Exercise aim: After locating the line with "Would you mind pointing at the beard", repeat it and every following line to the end of the listing, exactly. Omit the pictures.

Data to process:
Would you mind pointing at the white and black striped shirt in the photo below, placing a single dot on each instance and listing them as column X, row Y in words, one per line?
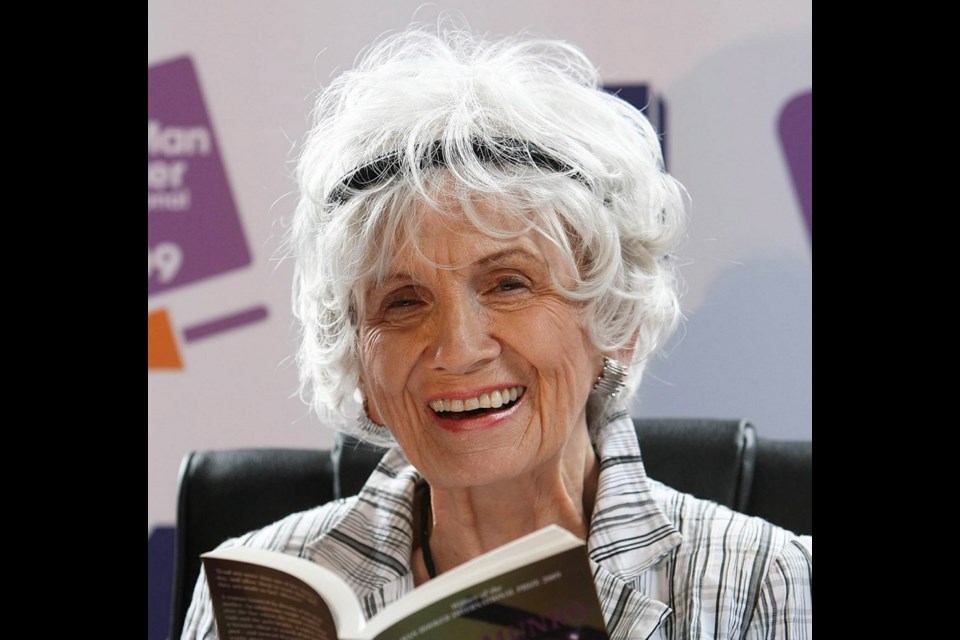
column 666, row 565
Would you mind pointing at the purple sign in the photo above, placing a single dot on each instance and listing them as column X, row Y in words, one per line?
column 193, row 229
column 796, row 136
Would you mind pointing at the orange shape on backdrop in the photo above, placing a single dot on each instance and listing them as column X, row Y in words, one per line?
column 162, row 352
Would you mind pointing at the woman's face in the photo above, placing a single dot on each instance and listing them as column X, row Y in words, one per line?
column 457, row 331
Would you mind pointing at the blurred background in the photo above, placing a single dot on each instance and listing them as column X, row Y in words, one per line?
column 230, row 87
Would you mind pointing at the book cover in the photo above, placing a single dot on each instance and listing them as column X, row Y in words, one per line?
column 539, row 586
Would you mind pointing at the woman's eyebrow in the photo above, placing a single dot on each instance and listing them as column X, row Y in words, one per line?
column 508, row 254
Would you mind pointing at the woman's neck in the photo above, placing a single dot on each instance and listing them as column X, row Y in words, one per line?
column 463, row 523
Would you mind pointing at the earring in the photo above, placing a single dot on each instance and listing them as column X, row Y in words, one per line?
column 612, row 378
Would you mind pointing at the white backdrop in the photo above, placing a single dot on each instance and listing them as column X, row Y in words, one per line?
column 725, row 71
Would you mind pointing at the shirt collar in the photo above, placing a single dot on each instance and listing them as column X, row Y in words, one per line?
column 372, row 543
column 629, row 532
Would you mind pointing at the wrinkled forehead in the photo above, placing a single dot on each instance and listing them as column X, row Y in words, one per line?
column 452, row 234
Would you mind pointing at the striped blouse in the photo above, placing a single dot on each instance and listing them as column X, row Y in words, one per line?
column 666, row 565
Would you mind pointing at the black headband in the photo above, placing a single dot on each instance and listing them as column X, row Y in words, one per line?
column 498, row 151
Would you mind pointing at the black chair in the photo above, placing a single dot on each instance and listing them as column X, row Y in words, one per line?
column 226, row 493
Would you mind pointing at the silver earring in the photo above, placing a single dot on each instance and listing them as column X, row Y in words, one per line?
column 612, row 379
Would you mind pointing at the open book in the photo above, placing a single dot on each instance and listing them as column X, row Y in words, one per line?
column 538, row 586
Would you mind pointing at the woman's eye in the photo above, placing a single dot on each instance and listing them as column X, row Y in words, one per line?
column 402, row 299
column 510, row 284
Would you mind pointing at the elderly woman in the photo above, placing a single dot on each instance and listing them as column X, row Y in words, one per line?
column 482, row 242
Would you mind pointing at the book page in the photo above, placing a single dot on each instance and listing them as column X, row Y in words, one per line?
column 550, row 598
column 256, row 602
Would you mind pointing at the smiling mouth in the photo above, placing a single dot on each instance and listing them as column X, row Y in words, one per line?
column 460, row 409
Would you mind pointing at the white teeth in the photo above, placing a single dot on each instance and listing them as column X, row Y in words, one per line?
column 493, row 400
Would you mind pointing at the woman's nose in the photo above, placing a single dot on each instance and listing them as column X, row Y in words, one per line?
column 461, row 341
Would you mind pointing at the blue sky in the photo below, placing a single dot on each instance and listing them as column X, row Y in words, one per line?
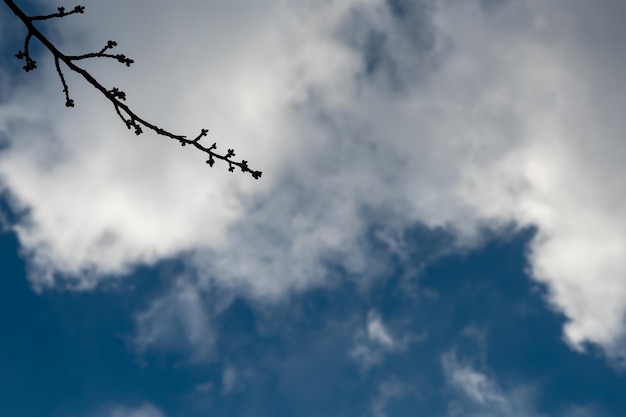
column 68, row 354
column 439, row 229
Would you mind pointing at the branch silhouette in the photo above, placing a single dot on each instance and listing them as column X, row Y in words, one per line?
column 114, row 95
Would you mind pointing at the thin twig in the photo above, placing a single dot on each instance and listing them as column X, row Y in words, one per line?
column 114, row 95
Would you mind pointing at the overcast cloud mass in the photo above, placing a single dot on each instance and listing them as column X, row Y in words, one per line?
column 477, row 118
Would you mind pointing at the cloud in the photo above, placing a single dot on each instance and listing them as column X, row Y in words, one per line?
column 477, row 394
column 145, row 410
column 375, row 341
column 178, row 321
column 475, row 117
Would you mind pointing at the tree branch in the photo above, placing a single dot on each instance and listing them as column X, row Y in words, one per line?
column 114, row 95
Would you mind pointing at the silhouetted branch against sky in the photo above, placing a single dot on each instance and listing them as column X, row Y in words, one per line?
column 114, row 95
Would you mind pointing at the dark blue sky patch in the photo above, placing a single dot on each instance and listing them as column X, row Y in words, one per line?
column 413, row 32
column 296, row 357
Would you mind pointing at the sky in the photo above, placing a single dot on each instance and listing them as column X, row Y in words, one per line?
column 439, row 229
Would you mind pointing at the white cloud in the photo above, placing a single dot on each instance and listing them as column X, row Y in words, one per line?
column 484, row 117
column 475, row 394
column 178, row 321
column 375, row 341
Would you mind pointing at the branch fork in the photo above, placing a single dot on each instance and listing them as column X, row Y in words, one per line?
column 116, row 96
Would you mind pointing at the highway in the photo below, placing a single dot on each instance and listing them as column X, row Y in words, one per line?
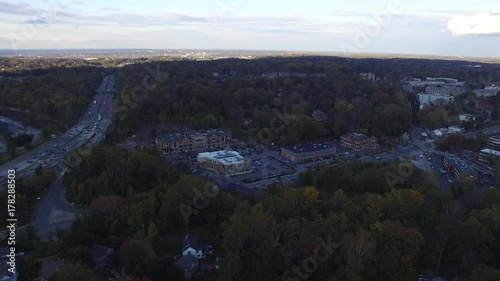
column 53, row 211
column 90, row 128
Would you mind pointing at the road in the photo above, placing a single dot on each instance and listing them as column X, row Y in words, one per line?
column 91, row 128
column 53, row 211
column 421, row 152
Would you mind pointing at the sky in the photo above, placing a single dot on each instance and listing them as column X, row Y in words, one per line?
column 422, row 27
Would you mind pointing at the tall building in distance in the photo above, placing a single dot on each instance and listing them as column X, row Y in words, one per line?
column 193, row 141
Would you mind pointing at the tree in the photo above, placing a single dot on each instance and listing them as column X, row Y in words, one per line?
column 75, row 272
column 153, row 233
column 485, row 273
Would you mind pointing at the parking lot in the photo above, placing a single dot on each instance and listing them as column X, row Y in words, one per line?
column 437, row 165
column 264, row 167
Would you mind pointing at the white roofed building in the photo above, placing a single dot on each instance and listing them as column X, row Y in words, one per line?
column 227, row 162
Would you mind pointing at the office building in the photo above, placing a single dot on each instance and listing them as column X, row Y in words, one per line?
column 226, row 162
column 459, row 168
column 489, row 156
column 308, row 152
column 445, row 90
column 487, row 92
column 435, row 100
column 359, row 142
column 193, row 141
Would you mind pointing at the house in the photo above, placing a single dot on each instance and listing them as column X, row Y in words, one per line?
column 101, row 255
column 191, row 245
column 188, row 265
column 6, row 275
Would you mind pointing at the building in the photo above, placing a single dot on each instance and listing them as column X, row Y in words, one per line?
column 455, row 130
column 487, row 92
column 435, row 100
column 466, row 117
column 445, row 90
column 359, row 142
column 489, row 156
column 192, row 246
column 188, row 265
column 493, row 142
column 4, row 128
column 368, row 76
column 308, row 152
column 226, row 162
column 459, row 168
column 193, row 141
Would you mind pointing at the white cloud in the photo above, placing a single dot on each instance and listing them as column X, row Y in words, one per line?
column 477, row 24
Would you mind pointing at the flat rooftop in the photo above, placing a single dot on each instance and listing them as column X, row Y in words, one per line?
column 223, row 156
column 309, row 147
column 169, row 137
column 491, row 152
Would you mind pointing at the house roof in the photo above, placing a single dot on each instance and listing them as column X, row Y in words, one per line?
column 188, row 262
column 359, row 137
column 191, row 241
column 309, row 147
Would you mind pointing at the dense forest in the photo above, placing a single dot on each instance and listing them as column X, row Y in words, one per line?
column 374, row 227
column 233, row 93
column 351, row 221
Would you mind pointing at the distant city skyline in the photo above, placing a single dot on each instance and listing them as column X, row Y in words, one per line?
column 446, row 27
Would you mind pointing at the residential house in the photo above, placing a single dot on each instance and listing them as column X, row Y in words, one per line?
column 191, row 245
column 101, row 255
column 188, row 265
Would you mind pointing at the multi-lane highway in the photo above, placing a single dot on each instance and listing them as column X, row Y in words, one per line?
column 90, row 128
column 53, row 211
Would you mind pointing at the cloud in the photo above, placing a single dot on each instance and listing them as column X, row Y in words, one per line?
column 15, row 8
column 477, row 24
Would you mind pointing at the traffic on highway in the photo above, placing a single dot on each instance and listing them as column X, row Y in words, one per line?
column 89, row 130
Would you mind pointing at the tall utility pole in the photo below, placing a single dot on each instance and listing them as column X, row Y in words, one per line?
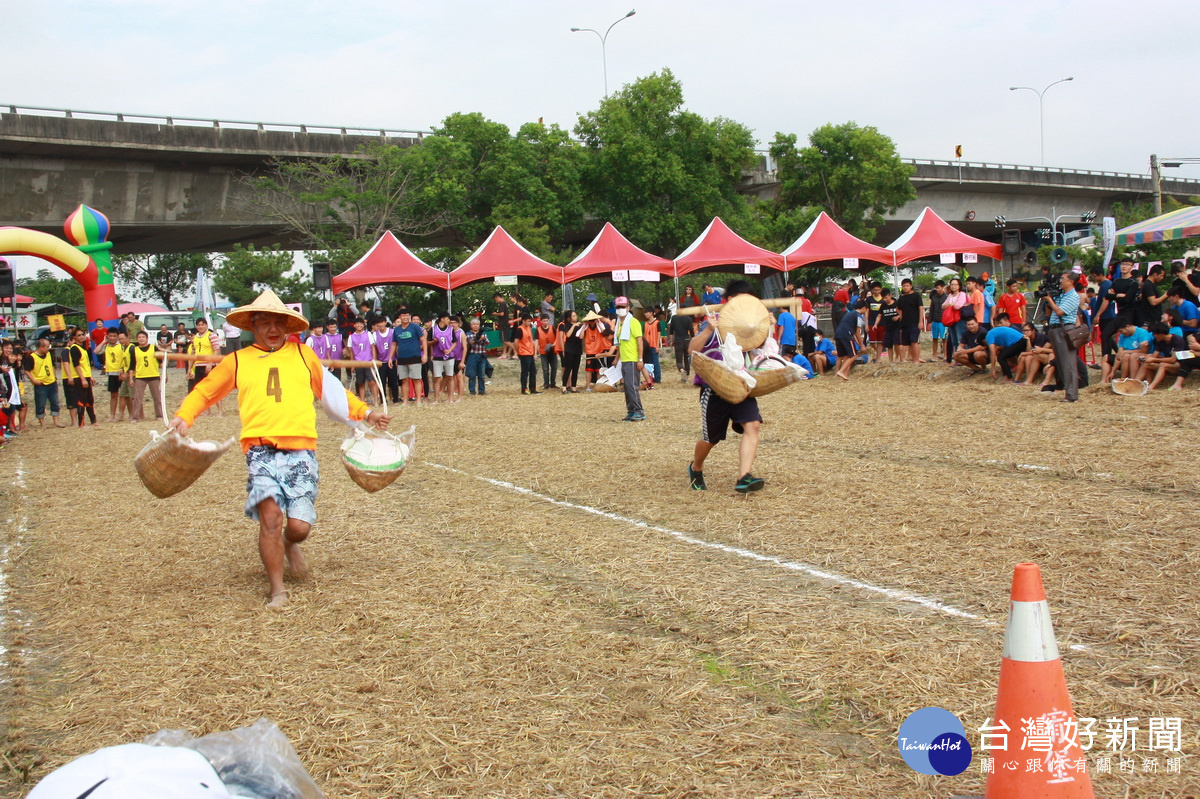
column 604, row 41
column 1042, row 114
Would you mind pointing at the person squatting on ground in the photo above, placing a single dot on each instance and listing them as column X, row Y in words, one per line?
column 630, row 343
column 717, row 414
column 277, row 383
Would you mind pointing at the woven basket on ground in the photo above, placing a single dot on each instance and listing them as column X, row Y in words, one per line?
column 375, row 460
column 1129, row 388
column 731, row 388
column 171, row 462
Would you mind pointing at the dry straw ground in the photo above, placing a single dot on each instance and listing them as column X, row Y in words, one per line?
column 462, row 638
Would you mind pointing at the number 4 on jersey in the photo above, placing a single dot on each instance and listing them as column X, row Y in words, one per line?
column 273, row 385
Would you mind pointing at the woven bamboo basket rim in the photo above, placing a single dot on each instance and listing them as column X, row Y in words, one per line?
column 1131, row 388
column 169, row 463
column 727, row 385
column 372, row 480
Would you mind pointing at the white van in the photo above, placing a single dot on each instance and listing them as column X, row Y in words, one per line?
column 155, row 319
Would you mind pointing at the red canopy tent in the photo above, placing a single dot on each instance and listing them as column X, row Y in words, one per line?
column 929, row 235
column 718, row 246
column 501, row 254
column 825, row 240
column 390, row 262
column 611, row 251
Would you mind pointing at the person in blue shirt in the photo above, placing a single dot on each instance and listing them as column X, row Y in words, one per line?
column 1132, row 342
column 786, row 322
column 1005, row 344
column 1063, row 314
column 1105, row 312
column 409, row 340
column 825, row 355
column 1161, row 360
column 1189, row 316
column 804, row 364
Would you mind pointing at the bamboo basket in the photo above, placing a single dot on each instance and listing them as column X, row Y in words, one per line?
column 171, row 462
column 1129, row 388
column 375, row 460
column 731, row 388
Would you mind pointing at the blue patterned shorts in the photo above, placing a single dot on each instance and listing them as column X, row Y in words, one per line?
column 288, row 476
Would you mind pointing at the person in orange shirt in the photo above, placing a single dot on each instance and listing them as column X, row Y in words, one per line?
column 522, row 337
column 277, row 382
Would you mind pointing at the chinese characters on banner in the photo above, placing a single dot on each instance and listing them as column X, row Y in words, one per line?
column 1054, row 734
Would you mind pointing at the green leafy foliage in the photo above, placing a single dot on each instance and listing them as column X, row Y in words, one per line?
column 167, row 278
column 850, row 172
column 660, row 173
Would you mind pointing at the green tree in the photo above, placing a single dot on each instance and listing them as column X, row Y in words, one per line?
column 244, row 274
column 850, row 172
column 660, row 173
column 168, row 278
column 45, row 287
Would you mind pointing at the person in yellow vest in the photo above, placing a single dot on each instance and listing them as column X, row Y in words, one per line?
column 144, row 370
column 81, row 364
column 204, row 342
column 117, row 364
column 46, row 383
column 277, row 383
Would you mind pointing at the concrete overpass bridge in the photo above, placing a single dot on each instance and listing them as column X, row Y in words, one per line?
column 174, row 184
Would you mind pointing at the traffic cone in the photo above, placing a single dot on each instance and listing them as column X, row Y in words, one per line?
column 1043, row 758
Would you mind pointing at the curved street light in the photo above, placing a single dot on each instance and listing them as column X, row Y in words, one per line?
column 1042, row 118
column 604, row 41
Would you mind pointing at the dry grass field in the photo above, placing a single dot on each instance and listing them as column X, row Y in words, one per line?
column 540, row 607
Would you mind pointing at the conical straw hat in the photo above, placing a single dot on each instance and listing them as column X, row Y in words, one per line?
column 747, row 318
column 267, row 302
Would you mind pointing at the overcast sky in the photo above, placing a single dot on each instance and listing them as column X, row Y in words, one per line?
column 930, row 74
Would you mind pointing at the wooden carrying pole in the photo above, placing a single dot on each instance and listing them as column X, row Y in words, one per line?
column 337, row 364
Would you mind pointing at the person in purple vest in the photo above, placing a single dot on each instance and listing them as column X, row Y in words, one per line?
column 385, row 349
column 360, row 346
column 443, row 340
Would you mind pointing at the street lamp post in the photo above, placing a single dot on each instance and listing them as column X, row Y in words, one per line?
column 604, row 41
column 1042, row 116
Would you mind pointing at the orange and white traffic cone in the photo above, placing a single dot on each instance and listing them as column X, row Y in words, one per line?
column 1033, row 707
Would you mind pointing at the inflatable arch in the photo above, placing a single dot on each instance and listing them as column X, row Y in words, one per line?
column 88, row 260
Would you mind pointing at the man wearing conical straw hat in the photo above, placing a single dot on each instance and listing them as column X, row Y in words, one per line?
column 277, row 383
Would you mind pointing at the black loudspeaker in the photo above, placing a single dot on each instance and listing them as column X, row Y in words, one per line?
column 7, row 286
column 322, row 276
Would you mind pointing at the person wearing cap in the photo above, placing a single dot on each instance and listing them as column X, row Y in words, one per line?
column 717, row 414
column 277, row 382
column 630, row 352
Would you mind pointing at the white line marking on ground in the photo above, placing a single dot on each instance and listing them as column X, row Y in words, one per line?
column 791, row 565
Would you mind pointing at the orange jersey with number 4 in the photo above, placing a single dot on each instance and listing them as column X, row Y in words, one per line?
column 275, row 395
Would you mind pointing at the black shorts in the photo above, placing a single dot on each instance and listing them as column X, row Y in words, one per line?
column 715, row 415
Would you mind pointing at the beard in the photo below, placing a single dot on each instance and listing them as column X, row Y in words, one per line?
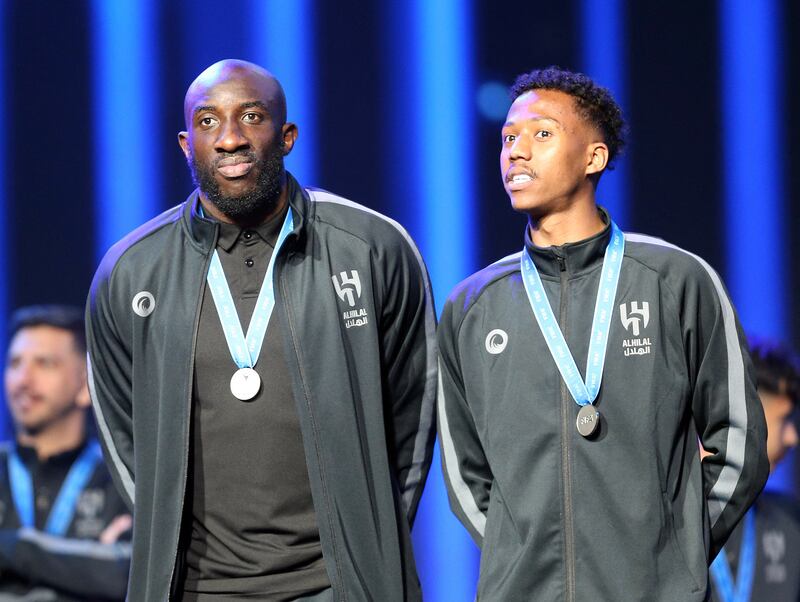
column 252, row 205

Task response:
Would you mind pointing at the beard in the photo below, placing a single dot on each instance and listing them as column X, row Y in words, one per line?
column 252, row 205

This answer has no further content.